_Stated exercise_. Rewrite the records below, replacing "marker" with "point" and leaving every other part unchanged.

>> start Supplied data

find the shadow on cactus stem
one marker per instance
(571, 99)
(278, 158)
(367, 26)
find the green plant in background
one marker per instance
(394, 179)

>> end Supplied data

_Expected answer_.
find the shadow on cactus stem
one point per instance
(571, 99)
(278, 158)
(367, 26)
find the green plant in background
one point per instance
(394, 179)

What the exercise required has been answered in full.